═══ EXTRACTED TEXT ═══
[Date Prev][Date Next][Thread Prev][Thread Next][Date Index][Thread Index]
Re: symbol_type::token () removed?
From: |
Akim Demaille |
Subject: |
Re: symbol_type::token () removed? |
Date: |
Thu, 2 Jan 2020 08:27:42 +0100 |
Hi Wolgang,
Finally a bug report! 3.5 was released three weeks ago, and usually
bug reports arrive very soon after the release. I was getting worried :)
> Le 1 janv. 2020 à 23:51, Wolfgang Thaller <address@hidden> a écrit :
>
> Commit 8c87a623 says:
>
>> c++: get rid of symbol_type::token ()
>> It is not used. And its implementation was wrong when api.token.raw
>> was defined, as it was still mapping to the external token numbers,
>> instead of the internal ones. Besides it was provided only when
>> api.token.constructor is defined, yet always declared.
>>
>> * data/skeletons/c++.m4 (by_type::token): Remove, useless.
>
> Well, I disagree. It's not useless, I'm using it,
:)
About a year ago, I wrote to you
>> The thing is that I don't know how people are using these types: they do
>> things that are not documented, and as such, are not considered part of the
>> contract.
and that's another instance of that pattern.
> and I think my use case is legitimate.
>
> [...]
> So I have things like:
>
> Lexer lex("12345");
> symbol_type t = lex.nextToken();
> assert(t.token() == token::INTLIT);
> assert(t.value.as<int>() == 12345);
which gives me the impression that the real use case would be something like
assert(t == token::make_INTLIT(12345))
WDYT? Hum. That would require operator==, which would generate a lot
of code. And it would require the value types to support ==, which so
far we do not require.
> ... which suddenly stopped working.
>
> Fortunately, I can instead do...
>
> assert(t.type_get() == by_type(token::INTLIT).type_get());
>
> ... but that's a bit ugly.
That's because yytranslate_ is private, otherwise it could be
assert(t.type_get() == yytranslate_(token::INTLIT));
> In general, I think symbol_type should always provide enough public API
> in order to allow inspecting it. In my case, I only need it for
> implementing tests, but it general it might be useful when writing the
> lexer, as well.
The reason I was very happy to get rid of it is that it's kind of big:
it includes a table whose size is the number of tokens. I try to keep
our parsers thin. Commit 8c87a623 is:
- ]b4_inline([$1])b4_parser_class[::token_type
- ]b4_parser_class[::by_type::token () const YY_NOEXCEPT
- {
- // YYTOKNUM[NUM] -- (External) token number corresponding to the
- // (internal) symbol number NUM (which must be that of a token). */
- static
- const ]b4_int_type_for([b4_toknum])[
- yytoken_number_[] =
- {
- ]b4_toknum[
- };
- return token_type (yytoken_number_[type]);
- }
Have you given a shot at api.token.raw? In that case symbol_type::token()
would be really thin: it would just return 'type'.
> P.S.: Keep up the good work, bison is my favorite way of parsing things
> using C++....
Thanks a lot for saying :)
═══
TASKS FOR THIS EXERCISE:
**A)** List every assert statement that appears in the thread about the removed symbol_type::token ().
**B)** Rewrite the entries from the line that has "For every instance of the window, put" through the last line of the entries, putting "widest" in place of each "thickest" and leaving everything else as it is.
═══ DATA IN THIS EXERCISE ═══
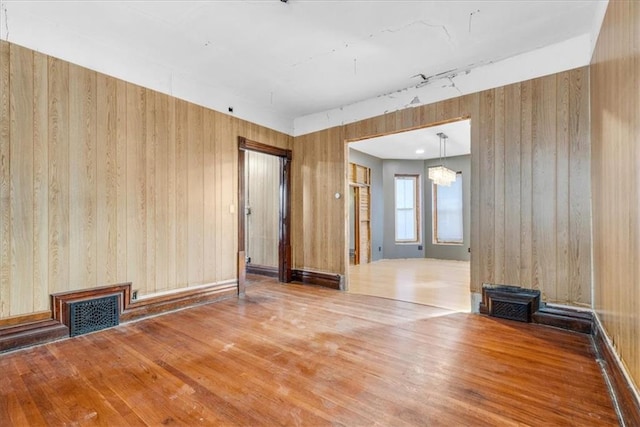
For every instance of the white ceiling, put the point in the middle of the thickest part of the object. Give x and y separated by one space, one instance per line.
274 61
405 144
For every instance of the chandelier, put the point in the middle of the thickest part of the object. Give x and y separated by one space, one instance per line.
442 175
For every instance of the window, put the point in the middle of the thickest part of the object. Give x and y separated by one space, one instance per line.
407 208
447 213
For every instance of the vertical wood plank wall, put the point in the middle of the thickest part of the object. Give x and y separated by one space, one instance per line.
═══
THE RESULTS:
**A)**
assert(t.token() == token::INTLIT);
assert(t.value.as<int>() == 12345);
assert(t == token::make_INTLIT(12345))
assert(t.type_get() == by_type(token::INTLIT).type_get());
assert(t.type_get() == yytranslate_(token::INTLIT));

**B)**
For every instance of the window, put the point in the middle of the widest part of the object. Give x and y separated by one space, one instance per line.
407 208
447 213
For every instance of the vertical wood plank wall, put the point in the middle of the widest part of the object. Give x and y separated by one space, one instance per line.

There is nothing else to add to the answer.